*WORK TO COMPLETE*: What you give must be exactly the lines of the material from the first through the line that contains "Return one point per instance of the checkered", inclusive, and no others.

*DATA UNDER STUDY*:
==================================================
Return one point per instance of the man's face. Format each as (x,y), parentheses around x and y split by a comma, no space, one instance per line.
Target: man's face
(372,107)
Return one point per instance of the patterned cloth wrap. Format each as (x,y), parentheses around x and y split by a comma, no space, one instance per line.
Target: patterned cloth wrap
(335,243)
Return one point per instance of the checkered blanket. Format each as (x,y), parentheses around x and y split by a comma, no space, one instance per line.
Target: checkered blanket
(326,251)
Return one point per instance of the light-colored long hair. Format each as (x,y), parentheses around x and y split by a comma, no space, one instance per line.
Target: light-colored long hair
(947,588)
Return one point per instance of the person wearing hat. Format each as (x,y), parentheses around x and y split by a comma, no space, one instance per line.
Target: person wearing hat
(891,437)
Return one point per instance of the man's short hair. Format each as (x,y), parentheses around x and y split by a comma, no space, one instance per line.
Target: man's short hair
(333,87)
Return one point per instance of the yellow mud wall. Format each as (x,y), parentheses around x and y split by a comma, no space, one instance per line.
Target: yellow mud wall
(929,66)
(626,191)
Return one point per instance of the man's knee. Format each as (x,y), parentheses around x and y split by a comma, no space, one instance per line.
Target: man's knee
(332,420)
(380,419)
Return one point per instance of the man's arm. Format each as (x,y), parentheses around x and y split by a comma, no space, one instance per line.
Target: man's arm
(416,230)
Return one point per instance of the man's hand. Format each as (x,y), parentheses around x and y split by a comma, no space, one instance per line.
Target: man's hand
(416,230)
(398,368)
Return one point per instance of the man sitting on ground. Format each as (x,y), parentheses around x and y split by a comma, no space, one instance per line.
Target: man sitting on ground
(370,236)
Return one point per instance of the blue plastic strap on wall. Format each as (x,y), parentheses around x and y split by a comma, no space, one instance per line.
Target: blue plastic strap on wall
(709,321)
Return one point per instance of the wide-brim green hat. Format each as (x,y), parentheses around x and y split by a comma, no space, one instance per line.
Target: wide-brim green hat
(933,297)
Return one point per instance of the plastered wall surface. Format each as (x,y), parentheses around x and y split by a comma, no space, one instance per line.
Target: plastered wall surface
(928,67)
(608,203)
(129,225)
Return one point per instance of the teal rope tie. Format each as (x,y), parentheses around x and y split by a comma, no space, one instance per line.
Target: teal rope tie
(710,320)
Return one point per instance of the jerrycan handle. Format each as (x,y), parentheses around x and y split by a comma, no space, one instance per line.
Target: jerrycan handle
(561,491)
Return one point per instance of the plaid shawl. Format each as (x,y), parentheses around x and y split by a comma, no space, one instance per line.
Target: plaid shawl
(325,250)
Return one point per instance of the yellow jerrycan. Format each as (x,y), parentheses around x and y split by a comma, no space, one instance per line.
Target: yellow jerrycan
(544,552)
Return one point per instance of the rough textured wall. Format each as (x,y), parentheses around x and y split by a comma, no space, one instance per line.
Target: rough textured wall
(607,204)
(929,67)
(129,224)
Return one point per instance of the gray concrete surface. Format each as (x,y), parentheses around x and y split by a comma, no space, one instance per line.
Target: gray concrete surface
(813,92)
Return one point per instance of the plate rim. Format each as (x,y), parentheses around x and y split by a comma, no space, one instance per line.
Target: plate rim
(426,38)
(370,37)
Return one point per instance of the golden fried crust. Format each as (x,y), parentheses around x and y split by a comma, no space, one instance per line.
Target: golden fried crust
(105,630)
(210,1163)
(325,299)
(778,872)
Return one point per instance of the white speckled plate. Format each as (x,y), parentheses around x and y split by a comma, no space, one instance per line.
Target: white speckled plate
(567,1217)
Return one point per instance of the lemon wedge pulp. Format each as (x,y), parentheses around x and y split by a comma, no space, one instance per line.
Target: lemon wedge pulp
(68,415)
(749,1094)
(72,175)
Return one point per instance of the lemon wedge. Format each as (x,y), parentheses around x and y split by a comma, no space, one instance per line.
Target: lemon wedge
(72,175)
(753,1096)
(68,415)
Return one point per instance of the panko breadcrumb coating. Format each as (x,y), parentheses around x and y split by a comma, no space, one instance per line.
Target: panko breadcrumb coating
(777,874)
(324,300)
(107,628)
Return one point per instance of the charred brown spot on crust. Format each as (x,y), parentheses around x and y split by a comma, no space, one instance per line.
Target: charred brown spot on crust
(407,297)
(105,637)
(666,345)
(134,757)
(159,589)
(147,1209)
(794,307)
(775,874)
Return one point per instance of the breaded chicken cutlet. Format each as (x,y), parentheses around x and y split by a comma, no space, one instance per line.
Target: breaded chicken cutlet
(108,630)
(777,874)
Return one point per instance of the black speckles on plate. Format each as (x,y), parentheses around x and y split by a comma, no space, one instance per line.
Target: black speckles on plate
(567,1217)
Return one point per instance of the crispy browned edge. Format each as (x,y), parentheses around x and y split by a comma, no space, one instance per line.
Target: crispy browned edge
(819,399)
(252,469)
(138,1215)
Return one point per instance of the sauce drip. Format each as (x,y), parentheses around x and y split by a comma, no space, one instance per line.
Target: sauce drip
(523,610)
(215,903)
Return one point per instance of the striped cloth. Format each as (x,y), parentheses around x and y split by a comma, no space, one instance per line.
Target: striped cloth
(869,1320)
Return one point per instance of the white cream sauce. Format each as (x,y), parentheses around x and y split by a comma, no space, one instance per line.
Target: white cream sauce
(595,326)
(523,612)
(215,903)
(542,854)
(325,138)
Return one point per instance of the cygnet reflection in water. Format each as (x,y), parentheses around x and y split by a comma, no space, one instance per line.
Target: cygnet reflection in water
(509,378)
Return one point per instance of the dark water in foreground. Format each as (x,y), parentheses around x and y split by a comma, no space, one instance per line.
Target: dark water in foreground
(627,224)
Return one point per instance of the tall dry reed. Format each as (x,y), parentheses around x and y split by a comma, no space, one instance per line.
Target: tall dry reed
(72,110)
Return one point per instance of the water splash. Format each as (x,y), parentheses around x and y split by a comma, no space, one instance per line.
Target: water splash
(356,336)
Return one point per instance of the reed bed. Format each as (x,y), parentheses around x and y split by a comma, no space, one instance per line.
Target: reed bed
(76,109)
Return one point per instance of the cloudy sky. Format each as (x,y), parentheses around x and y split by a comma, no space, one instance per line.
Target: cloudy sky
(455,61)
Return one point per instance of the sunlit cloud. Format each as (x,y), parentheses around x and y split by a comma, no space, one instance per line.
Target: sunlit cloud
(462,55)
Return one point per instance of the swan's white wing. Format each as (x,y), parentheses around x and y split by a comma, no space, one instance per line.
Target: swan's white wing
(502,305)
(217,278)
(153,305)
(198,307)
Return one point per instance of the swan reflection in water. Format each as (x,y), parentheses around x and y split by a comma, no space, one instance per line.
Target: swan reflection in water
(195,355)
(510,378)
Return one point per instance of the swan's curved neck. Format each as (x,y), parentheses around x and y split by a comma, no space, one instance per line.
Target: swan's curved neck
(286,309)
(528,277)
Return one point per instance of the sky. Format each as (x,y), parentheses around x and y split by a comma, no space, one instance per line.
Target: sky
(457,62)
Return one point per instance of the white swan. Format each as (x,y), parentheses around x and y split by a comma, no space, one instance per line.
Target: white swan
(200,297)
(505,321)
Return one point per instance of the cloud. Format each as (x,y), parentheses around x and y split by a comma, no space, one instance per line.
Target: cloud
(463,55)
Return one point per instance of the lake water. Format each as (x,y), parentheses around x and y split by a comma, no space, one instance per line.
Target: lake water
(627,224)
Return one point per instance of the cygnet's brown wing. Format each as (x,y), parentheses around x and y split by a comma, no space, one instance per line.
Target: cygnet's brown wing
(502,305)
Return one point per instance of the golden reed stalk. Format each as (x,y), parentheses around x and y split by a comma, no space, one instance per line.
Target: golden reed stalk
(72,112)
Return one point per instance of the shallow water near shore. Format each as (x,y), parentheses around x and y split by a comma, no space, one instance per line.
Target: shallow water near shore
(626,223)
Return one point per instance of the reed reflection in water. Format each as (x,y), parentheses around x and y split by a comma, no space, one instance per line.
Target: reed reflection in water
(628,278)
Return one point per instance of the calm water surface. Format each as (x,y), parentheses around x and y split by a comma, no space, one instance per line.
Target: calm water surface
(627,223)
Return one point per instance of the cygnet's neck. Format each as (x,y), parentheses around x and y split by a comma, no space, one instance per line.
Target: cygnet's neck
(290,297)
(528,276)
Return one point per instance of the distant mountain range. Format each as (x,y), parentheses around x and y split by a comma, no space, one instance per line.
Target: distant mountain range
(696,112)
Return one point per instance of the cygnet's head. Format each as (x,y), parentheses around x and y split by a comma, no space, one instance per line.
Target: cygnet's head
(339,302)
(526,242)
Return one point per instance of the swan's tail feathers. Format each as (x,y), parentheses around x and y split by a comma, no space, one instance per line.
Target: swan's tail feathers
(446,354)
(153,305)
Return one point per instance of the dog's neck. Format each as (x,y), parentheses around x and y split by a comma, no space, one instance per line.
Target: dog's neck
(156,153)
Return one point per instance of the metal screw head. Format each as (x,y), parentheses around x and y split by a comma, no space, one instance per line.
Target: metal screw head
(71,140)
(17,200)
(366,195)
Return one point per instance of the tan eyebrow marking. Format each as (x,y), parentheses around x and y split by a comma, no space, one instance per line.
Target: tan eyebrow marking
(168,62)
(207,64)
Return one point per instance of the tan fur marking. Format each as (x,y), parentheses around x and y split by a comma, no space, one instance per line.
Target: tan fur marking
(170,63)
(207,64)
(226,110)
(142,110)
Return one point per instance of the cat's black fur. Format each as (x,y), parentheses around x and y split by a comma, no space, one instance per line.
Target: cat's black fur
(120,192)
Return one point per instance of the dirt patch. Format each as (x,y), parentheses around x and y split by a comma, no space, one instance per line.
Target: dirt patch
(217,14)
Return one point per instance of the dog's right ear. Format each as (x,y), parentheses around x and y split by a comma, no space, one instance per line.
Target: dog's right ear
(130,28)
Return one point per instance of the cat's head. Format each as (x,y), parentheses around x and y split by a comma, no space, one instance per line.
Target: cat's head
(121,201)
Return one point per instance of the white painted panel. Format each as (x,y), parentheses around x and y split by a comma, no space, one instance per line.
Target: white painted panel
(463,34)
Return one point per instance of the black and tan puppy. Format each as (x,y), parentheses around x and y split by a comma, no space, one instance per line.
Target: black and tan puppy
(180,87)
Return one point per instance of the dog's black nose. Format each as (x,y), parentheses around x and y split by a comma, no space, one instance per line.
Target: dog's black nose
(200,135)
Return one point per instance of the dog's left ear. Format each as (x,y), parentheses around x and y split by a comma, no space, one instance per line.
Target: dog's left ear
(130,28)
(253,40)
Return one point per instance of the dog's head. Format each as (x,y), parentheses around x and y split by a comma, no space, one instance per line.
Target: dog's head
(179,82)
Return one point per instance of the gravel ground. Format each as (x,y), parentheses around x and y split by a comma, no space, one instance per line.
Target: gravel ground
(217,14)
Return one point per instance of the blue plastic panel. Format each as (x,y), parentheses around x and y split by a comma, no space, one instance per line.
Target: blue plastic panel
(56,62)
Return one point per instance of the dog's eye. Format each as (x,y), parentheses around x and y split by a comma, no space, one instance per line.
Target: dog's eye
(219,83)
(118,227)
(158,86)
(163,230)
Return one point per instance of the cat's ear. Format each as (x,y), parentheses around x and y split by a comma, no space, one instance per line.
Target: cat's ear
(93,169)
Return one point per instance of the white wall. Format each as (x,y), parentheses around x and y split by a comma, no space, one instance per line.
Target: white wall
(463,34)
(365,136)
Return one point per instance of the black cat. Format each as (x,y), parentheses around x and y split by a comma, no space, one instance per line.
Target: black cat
==================================================
*SOLUTION TO THIS PROBLEM*:
Return one point per instance of the man's face. Format each as (x,y), parentheses around x and y split by a comma, no space, one instance per line.
Target: man's face
(372,107)
Return one point per instance of the patterned cloth wrap. Format each as (x,y), parentheses around x and y split by a comma, no space, one instance per line.
Target: patterned cloth wrap
(335,243)
Return one point per instance of the checkered blanket. Format each as (x,y), parentheses around x and y split by a comma, no space, one instance per line.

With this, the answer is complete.